EXERCISE INSTRUCTIONS -
Copy out only the span from the line with "-- select a point on the yellow" to the end of the data, both ends kept, word for word.

Point placement records:
• • • • • • •
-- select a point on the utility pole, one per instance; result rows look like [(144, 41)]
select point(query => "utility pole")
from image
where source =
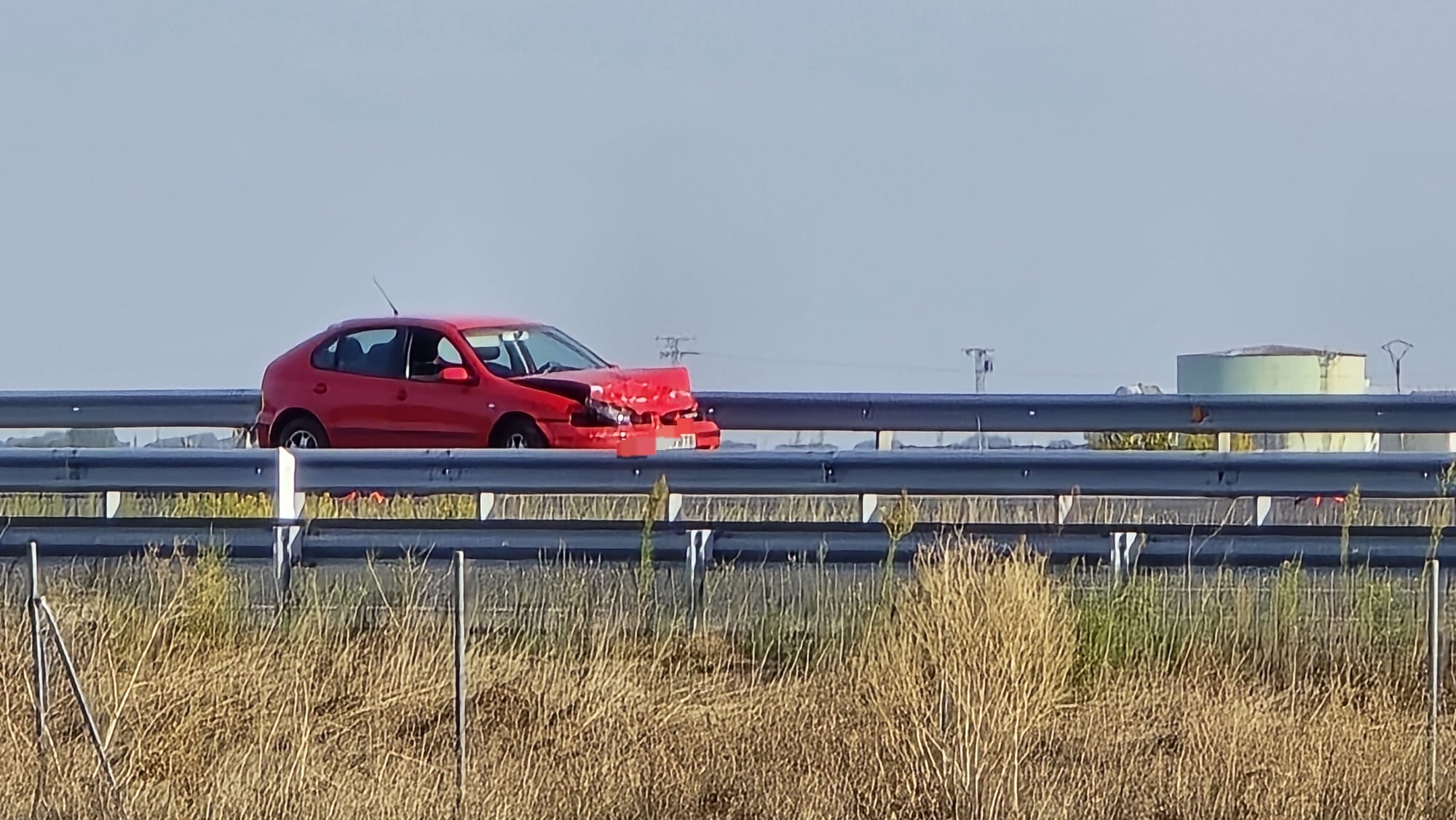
[(984, 365), (1396, 358), (673, 349)]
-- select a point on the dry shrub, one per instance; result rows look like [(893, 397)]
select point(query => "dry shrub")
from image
[(968, 677)]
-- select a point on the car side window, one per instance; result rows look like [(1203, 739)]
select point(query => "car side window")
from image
[(325, 355), (430, 353), (378, 352)]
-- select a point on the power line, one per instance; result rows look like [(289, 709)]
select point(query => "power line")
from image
[(1396, 358), (673, 349), (984, 365)]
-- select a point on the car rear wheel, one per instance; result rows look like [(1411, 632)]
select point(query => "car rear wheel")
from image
[(304, 435), (521, 435)]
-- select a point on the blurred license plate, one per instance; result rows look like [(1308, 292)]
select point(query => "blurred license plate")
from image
[(685, 442)]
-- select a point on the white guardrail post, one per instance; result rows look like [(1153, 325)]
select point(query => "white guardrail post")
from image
[(288, 522), (700, 557), (870, 502)]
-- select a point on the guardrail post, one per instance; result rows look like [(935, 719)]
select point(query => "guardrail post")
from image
[(1263, 506), (700, 554), (1126, 551), (288, 513)]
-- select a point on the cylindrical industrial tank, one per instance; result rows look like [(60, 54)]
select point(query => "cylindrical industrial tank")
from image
[(1275, 369)]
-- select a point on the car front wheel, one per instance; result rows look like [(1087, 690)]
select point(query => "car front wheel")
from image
[(304, 435), (521, 435)]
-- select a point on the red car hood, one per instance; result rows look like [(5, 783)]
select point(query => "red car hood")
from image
[(644, 390)]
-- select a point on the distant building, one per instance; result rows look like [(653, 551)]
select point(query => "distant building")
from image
[(1283, 371)]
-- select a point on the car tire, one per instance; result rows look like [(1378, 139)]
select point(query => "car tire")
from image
[(304, 433), (519, 435)]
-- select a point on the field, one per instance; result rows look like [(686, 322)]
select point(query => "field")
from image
[(960, 688)]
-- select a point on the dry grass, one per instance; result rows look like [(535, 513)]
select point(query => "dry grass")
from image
[(975, 688)]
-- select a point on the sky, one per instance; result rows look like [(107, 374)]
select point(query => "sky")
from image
[(826, 196)]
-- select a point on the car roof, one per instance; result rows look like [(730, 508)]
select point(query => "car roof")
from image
[(459, 321)]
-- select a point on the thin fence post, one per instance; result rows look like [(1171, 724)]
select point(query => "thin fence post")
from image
[(39, 652), (698, 559), (1435, 668), (81, 695), (459, 642)]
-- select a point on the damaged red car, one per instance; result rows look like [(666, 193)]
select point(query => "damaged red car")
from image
[(470, 382)]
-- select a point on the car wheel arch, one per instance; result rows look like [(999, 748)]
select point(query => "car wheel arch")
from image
[(509, 422), (289, 417)]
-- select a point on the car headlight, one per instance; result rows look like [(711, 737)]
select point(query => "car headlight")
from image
[(608, 413)]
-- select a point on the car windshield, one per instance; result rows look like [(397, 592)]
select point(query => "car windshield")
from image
[(528, 352)]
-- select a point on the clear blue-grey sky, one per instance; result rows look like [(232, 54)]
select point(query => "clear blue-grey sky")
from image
[(1091, 190)]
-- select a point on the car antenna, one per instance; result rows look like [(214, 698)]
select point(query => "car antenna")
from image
[(387, 296)]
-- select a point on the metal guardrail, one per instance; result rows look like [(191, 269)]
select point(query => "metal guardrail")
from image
[(732, 544), (876, 413), (82, 410), (924, 473), (292, 538)]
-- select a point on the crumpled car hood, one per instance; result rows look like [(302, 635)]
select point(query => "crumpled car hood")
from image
[(644, 390)]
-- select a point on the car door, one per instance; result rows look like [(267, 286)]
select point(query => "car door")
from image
[(368, 388), (435, 413)]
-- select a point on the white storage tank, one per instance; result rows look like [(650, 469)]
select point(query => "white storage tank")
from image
[(1278, 369)]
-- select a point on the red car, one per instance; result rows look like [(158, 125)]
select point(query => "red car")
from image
[(470, 382)]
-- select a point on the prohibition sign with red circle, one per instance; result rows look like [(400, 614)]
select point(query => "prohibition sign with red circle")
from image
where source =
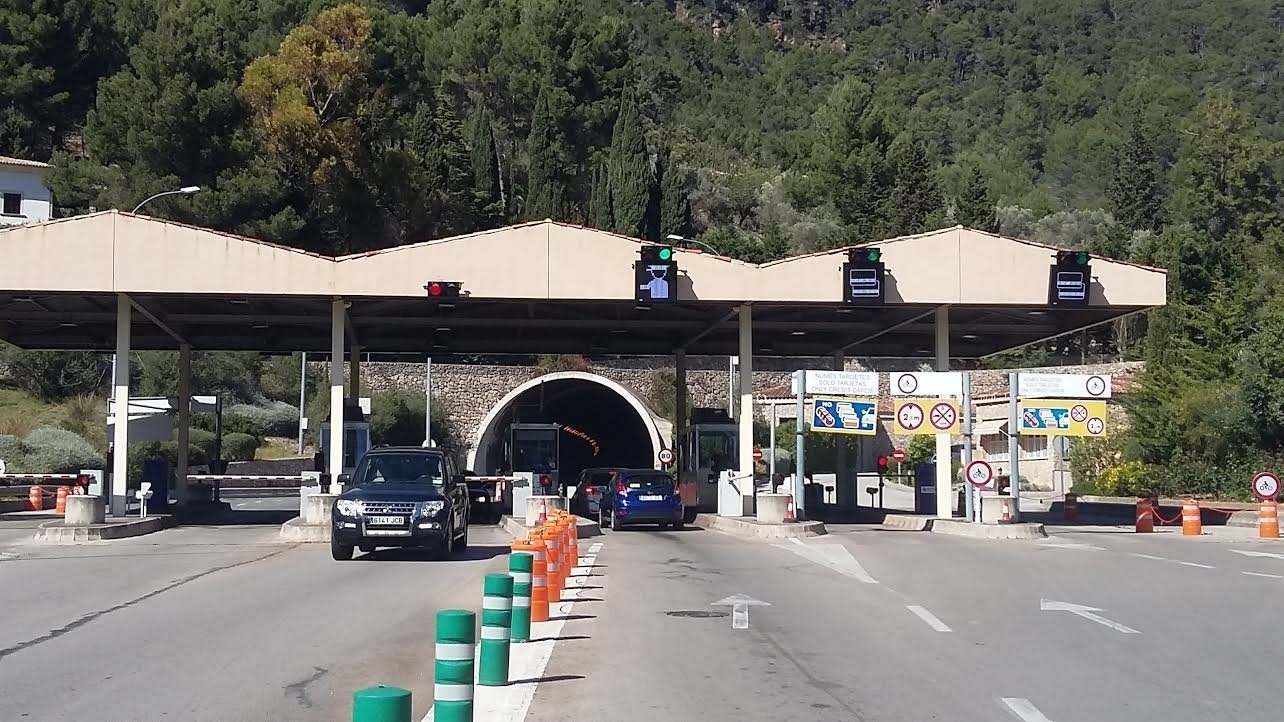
[(944, 416)]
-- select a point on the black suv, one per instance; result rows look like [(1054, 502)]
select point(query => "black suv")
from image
[(405, 496)]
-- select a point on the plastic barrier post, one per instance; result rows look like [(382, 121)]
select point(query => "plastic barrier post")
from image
[(1192, 524), (456, 646), (496, 630), (380, 704), (520, 568)]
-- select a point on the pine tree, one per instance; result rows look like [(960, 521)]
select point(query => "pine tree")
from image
[(674, 197), (485, 166), (1135, 193), (914, 195), (975, 207), (600, 201), (631, 177), (546, 184)]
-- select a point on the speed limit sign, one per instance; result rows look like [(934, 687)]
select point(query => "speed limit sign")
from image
[(979, 473), (1266, 486)]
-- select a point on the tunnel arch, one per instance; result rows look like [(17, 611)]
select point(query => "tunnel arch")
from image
[(491, 428)]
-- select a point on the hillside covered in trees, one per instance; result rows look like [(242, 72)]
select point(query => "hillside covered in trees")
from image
[(1138, 129)]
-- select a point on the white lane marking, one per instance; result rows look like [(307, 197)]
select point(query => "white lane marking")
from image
[(927, 617), (832, 555), (1023, 709), (1072, 545), (528, 660)]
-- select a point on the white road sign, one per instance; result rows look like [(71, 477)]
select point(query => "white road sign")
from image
[(840, 383), (1063, 386), (927, 383), (1266, 486), (979, 473)]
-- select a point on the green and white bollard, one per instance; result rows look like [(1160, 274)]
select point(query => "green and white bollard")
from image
[(456, 648), (496, 628), (520, 564), (381, 704)]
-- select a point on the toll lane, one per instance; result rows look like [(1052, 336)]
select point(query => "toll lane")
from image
[(272, 632)]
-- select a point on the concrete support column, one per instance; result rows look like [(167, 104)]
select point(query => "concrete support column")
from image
[(745, 414), (180, 472), (121, 393), (679, 405), (844, 483), (355, 371), (944, 461), (338, 319)]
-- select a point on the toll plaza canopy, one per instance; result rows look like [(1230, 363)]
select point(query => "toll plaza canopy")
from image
[(533, 288)]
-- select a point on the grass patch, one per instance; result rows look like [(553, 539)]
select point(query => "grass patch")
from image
[(279, 447)]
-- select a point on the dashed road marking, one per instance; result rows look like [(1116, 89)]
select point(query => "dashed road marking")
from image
[(932, 621), (1023, 709)]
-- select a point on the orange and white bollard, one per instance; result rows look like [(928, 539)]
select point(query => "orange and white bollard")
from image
[(1269, 520), (1192, 524), (1144, 517)]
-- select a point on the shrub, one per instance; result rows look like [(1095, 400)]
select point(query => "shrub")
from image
[(58, 451), (274, 419), (239, 447)]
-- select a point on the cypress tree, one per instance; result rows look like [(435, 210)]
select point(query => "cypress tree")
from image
[(674, 197), (1135, 195), (631, 177), (546, 186), (600, 202), (975, 207), (914, 195)]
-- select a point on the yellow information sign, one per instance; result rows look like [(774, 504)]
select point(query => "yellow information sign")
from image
[(927, 416), (1062, 418)]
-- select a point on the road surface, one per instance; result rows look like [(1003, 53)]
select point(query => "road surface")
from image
[(220, 623), (882, 626)]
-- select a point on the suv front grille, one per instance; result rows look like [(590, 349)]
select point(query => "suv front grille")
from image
[(398, 508)]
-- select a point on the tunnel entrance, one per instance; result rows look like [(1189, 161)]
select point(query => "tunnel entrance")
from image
[(598, 422)]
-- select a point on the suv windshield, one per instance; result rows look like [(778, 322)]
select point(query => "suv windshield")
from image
[(399, 469)]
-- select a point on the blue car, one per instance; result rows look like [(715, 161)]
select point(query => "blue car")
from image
[(641, 496)]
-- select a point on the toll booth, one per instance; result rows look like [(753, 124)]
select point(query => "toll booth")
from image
[(356, 436)]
• • • • • • •
RESPONSE TO THE TASK -
-- select a point on the yellow information sign, one per instance; result rows look like [(774, 504)]
select point(query => "yellow information sign")
from image
[(927, 416), (1062, 418)]
-- select a point on the road surface, one per instance; result rows look like [(1003, 53)]
select point(query => "road surface")
from image
[(220, 623), (882, 626)]
-- select a point on the suv front grille, one per instance; result rows look like [(590, 349)]
select point(query => "suv front grille")
from image
[(398, 508)]
-- select a point on the tunnel entrance, one per instance; result rows look like [(1189, 161)]
select point(query => "tunnel entrance")
from image
[(598, 422)]
-- select a point on the suv windshield, one per instance; result rows look like [(778, 322)]
select point(query => "suv windshield")
from image
[(399, 469)]
-- select a point on the blue car, one per instance; result rows look like [(715, 161)]
select point(query => "blue car")
from image
[(641, 496)]
-- select a point on the toll booth, one per instance; result rows look like [(753, 124)]
select point(query => "toll booth")
from image
[(356, 436)]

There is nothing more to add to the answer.